### WORK TO COMPLETE
Starting at the first line of the records and ending at the line containing "[(480, 324), (534, 342)]", both included, format each line as one string in a JSON list, leaving out blank lines.
==================================================
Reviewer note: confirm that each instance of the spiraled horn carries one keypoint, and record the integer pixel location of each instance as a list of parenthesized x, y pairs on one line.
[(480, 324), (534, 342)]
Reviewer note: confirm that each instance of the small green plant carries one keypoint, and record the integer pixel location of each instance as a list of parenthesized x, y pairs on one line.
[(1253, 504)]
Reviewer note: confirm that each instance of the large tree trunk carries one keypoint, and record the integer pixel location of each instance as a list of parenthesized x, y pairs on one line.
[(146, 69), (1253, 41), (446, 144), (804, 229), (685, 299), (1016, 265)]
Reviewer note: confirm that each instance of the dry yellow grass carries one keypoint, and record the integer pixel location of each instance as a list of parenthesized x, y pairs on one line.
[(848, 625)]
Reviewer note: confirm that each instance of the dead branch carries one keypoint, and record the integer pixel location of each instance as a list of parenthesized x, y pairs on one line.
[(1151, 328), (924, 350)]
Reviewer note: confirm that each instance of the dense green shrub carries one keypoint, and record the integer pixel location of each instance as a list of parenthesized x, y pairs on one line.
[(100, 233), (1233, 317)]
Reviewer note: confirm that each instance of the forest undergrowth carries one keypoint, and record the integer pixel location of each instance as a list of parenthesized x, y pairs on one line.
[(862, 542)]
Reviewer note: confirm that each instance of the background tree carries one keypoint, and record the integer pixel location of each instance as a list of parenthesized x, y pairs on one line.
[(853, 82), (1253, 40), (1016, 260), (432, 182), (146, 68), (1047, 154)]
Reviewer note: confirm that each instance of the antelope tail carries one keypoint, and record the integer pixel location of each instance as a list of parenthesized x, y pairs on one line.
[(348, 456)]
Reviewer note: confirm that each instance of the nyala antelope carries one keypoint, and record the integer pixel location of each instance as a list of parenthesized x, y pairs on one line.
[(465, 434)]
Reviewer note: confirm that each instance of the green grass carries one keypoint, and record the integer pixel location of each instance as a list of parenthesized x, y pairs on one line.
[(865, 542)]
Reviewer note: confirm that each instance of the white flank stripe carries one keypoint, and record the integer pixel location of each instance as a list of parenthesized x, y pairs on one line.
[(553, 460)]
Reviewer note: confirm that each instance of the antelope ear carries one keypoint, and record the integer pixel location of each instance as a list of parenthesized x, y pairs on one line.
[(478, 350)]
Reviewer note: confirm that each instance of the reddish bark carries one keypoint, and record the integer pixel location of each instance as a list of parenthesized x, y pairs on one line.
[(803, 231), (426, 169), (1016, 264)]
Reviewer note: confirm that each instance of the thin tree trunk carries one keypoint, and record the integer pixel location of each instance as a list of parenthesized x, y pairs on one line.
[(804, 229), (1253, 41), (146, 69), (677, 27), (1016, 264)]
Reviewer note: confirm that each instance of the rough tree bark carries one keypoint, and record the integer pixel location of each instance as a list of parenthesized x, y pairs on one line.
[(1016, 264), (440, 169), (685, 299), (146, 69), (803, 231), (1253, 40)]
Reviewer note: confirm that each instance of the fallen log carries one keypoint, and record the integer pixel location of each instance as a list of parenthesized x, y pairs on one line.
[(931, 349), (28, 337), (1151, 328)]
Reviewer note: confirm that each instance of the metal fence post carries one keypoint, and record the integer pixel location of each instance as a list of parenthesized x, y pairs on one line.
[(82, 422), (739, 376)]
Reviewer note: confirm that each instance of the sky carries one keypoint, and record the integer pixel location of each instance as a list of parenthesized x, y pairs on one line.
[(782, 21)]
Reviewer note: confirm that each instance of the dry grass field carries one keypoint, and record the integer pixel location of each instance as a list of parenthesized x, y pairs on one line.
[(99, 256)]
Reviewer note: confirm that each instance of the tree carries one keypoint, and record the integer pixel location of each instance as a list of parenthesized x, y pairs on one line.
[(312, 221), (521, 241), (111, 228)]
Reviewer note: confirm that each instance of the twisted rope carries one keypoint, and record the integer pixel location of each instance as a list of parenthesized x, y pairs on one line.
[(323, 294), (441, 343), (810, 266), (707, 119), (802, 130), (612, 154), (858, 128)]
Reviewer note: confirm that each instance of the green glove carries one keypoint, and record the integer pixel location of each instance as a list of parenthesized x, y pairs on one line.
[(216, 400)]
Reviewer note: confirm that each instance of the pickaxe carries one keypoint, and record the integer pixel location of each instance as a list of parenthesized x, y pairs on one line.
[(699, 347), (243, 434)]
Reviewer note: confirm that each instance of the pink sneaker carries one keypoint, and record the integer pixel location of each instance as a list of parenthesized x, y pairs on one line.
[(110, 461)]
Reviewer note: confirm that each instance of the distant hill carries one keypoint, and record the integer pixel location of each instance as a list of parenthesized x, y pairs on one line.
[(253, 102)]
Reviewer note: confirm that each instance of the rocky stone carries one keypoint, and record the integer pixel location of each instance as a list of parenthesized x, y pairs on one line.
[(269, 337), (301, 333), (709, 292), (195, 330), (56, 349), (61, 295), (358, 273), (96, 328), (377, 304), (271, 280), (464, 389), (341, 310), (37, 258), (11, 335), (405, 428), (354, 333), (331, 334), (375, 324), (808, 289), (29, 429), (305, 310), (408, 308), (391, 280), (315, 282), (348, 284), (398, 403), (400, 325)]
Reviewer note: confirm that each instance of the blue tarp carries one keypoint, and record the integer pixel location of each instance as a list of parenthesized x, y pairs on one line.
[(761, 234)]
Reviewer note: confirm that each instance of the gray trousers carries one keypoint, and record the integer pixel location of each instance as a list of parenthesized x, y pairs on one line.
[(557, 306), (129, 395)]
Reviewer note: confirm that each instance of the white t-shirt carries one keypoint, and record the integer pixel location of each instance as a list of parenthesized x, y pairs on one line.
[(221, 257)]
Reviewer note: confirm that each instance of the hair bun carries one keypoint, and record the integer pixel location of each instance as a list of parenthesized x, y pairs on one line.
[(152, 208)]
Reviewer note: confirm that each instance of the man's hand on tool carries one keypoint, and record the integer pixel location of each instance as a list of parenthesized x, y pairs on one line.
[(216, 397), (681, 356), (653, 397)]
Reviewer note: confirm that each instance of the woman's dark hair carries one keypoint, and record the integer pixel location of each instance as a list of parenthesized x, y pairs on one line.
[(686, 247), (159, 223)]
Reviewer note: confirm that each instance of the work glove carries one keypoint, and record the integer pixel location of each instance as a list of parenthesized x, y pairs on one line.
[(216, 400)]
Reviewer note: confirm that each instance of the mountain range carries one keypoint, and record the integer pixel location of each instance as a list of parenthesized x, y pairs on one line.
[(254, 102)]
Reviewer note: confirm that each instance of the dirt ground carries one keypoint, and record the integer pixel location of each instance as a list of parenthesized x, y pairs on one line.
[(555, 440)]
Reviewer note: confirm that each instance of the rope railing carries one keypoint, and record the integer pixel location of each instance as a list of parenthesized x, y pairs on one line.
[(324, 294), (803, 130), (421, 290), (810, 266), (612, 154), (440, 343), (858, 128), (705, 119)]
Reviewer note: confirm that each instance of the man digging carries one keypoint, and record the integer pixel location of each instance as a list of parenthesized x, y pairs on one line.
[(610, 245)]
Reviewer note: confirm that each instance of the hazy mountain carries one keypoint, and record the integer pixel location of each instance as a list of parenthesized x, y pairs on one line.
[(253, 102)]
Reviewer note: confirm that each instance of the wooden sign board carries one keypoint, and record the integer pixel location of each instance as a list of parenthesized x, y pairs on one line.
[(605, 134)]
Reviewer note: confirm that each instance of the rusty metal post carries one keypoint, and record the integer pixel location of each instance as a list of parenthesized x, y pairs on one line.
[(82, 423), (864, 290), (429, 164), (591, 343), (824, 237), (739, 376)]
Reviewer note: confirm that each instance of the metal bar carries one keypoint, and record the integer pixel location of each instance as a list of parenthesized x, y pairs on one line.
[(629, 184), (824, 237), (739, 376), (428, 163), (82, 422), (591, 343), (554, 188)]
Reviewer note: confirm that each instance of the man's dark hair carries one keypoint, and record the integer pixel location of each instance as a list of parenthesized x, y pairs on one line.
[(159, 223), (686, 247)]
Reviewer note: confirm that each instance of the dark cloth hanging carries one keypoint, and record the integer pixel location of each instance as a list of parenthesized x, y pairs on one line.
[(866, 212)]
==================================================
### TASK SOLUTION
[
  "Reviewer note: confirm that each instance of the spiraled horn carries one keypoint, and record the integer pixel location of each instance as a list of parenthesized x, y pairs on one line.",
  "[(480, 324), (534, 342)]"
]